Make an exact copy of the lines below.

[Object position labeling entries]
"""

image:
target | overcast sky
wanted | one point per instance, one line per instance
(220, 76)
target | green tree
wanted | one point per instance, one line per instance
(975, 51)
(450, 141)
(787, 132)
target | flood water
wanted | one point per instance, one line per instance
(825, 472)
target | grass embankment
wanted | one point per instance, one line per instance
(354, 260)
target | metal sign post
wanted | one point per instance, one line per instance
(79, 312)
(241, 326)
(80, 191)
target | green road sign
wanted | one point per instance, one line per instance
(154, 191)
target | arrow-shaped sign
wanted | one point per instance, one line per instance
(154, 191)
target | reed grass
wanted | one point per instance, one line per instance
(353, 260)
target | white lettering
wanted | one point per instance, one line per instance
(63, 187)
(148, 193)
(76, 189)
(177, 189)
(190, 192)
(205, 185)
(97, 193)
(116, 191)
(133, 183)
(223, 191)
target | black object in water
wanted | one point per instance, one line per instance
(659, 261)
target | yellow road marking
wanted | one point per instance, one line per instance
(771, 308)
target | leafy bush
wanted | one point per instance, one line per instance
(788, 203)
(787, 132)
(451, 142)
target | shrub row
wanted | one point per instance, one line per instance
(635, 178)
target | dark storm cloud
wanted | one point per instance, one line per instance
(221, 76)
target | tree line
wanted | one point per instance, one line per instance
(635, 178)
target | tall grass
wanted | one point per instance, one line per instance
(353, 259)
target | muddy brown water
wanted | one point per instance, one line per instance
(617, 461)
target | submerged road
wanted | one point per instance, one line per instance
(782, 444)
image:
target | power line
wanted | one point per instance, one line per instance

"""

**EXERCISE OUTPUT**
image:
target | overcast sky
wanted | one point per instance, one line per instance
(220, 76)
target | green tree
wanted | one point per instance, one line per instance
(975, 51)
(450, 141)
(787, 132)
target | flood water
wanted | one point per instance, one line per instance
(825, 472)
target | grass embankment
wanted | one point per instance, one line per instance
(354, 260)
target | metal sign post
wanted | one point per instance, one line per instance
(79, 312)
(241, 326)
(80, 191)
target | green road sign
wanted | one point per instance, one line per instance
(154, 191)
target | arrow-shaped sign
wanted | one point per instance, one line per instance
(154, 191)
target | reed grass
wanted | one point per instance, one line per instance
(353, 260)
target | white lettering
wanted | one point per instance, one line per instance
(63, 187)
(148, 193)
(76, 189)
(177, 189)
(190, 192)
(205, 185)
(97, 193)
(116, 191)
(133, 183)
(223, 191)
target | black object in water
wanted | one point per instance, one line per instance
(659, 261)
target | yellow road marking
wanted | one point per instance, one line per instance
(771, 308)
target | leafy bush
wanted | one point per instance, one line per instance
(788, 203)
(787, 132)
(451, 142)
target | shrub row
wanted | one point per instance, one line per instance
(635, 178)
target | dark storm cloud
wanted | one point per instance, one line per instance
(221, 76)
target | tree line
wanted | one point per instance, one line per instance
(635, 178)
target | tall grass
wanted | one point per instance, one line per instance
(353, 259)
target | muddy brown water
wanted | one point per instance, one line per instance
(617, 461)
target | submerged road
wanted | one point per instance, one line per instance
(782, 444)
image:
target | power line
wanted | one point per instance, one line per instance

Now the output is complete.